## [DOCUMENT SECTION]
##########

Here is one of the responses: So much wisdom here…if animal gives its life to you, as this hawk did, it is conveying its powers and abilities. The fact that this is your totem animal makes it even more special and powerful. Doing a ceremony for the hawk, thank it for its gift (even though you would not have chosen it to die) and thank it anyway. Spend some time in meditation and imagine yourself connecting with the spirit of that hawk, and ask it what you can do to honor its life force. Whatever you hear, maybe it says ‘eat ice cream’, and even if it does not seem sacred…do it anyway. Bless you…I know how hard this can be.
So I did just that. While out for my morning meditation walk, I decided to do the ceremony for the hawk right away since the new moon was that evening. The perfect time to give thanks for past events and a time for focusing on the new. So when I got back from my walk I took a hot bath with salt, got dressed in blue (for the sky), put on my beautiful Zuni bolo tie of an eagle, my Navajo bracelet that has a pair of wings wrapped around the turquoise stone and a ring (with wings & turquoise) given to me by a Navajo man when I was 8 yrs old that I still wear today. I put my shades of blue scarf on the patio table along with my feathered owl statue, a candle, a drawing of the hawk I had just made, and a power card from my Louise Hay deck. On the front it says “I rejoice in what I have, and I know that fresh new experiences are always ahead. I greet the new with open arms. I trust life to be wonderful”. The back says: “I open new doors to life.” I left the bird droppings on the table because it just felt right and I gathered a few sticks from the ground to represent the trees. I gave thanks to Hawk, the one I hit as well as all the others that have given me messages, to the new moon, transitions and the new beginnings that lie ahead, plus a few other words that just felt right to say. It was even warm enough outside (March) to be barefoot and feel the supportive ground beneath me.

##########

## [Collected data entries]
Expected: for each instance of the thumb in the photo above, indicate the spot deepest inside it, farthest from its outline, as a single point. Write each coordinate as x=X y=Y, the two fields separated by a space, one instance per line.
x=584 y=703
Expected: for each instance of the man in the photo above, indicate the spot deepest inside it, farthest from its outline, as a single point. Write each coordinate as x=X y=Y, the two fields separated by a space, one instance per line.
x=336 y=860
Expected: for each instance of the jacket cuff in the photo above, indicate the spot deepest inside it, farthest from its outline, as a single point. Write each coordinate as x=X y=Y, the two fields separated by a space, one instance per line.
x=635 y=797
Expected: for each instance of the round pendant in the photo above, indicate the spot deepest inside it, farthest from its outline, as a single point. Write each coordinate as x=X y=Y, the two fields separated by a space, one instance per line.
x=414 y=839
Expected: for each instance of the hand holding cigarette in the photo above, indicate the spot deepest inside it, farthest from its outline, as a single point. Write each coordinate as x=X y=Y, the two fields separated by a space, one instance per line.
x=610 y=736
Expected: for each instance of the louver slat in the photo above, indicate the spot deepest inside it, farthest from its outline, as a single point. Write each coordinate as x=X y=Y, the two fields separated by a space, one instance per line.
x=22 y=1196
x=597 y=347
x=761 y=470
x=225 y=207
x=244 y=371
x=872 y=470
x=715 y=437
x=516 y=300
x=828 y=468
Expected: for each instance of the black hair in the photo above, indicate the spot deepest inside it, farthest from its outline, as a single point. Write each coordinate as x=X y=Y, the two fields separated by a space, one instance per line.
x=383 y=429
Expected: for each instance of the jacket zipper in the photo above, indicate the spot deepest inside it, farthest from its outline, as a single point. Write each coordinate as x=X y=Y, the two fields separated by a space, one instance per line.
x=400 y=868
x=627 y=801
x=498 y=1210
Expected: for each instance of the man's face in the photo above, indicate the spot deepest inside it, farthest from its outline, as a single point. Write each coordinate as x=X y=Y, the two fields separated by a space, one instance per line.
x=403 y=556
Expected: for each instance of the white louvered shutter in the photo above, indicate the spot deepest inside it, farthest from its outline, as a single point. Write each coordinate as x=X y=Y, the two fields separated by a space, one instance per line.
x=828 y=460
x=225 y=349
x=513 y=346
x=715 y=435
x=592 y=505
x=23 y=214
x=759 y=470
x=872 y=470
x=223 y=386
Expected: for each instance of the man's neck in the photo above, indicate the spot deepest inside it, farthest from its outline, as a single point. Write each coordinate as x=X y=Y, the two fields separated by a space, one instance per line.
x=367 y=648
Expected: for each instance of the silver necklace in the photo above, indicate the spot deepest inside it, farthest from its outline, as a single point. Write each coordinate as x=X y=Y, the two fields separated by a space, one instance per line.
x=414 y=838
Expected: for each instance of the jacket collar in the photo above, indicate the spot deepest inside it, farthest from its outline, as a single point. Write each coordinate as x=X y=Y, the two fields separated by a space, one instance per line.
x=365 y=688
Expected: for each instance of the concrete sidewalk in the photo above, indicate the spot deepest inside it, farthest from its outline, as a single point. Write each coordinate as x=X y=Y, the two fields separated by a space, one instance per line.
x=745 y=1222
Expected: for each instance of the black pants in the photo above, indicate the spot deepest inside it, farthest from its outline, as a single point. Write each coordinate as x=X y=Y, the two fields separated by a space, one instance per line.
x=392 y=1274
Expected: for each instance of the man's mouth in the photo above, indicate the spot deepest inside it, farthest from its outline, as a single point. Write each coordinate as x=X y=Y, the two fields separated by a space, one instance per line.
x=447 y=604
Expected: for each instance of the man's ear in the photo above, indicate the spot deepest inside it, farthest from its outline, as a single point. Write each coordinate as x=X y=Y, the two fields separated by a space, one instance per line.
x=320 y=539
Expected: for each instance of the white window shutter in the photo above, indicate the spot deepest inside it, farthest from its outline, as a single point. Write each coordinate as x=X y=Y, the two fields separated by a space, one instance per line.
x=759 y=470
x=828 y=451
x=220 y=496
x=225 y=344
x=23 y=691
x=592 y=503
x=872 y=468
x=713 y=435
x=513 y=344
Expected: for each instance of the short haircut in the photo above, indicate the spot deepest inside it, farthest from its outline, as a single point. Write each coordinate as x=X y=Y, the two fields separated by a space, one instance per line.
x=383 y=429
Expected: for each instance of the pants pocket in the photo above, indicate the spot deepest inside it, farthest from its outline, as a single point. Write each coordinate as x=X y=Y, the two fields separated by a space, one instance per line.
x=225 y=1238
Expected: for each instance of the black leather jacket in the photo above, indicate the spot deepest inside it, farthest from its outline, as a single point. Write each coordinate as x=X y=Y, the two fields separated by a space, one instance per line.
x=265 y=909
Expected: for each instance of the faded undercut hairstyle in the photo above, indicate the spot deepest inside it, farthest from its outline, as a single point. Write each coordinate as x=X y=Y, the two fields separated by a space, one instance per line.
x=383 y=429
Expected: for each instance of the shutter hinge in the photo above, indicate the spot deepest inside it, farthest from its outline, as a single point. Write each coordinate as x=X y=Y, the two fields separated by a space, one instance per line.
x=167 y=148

##########

## [WHAT IS BEING ASKED]
Please copy out the part of the hawk ceremony account that opens with the words containing "Here is one" and closes with "this can be.". These records were drawn from a separate source and are unrelated to the text.

## [ANSWER SECTION]
Here is one of the responses: So much wisdom here…if animal gives its life to you, as this hawk did, it is conveying its powers and abilities. The fact that this is your totem animal makes it even more special and powerful. Doing a ceremony for the hawk, thank it for its gift (even though you would not have chosen it to die) and thank it anyway. Spend some time in meditation and imagine yourself connecting with the spirit of that hawk, and ask it what you can do to honor its life force. Whatever you hear, maybe it says ‘eat ice cream’, and even if it does not seem sacred…do it anyway. Bless you…I know how hard this can be.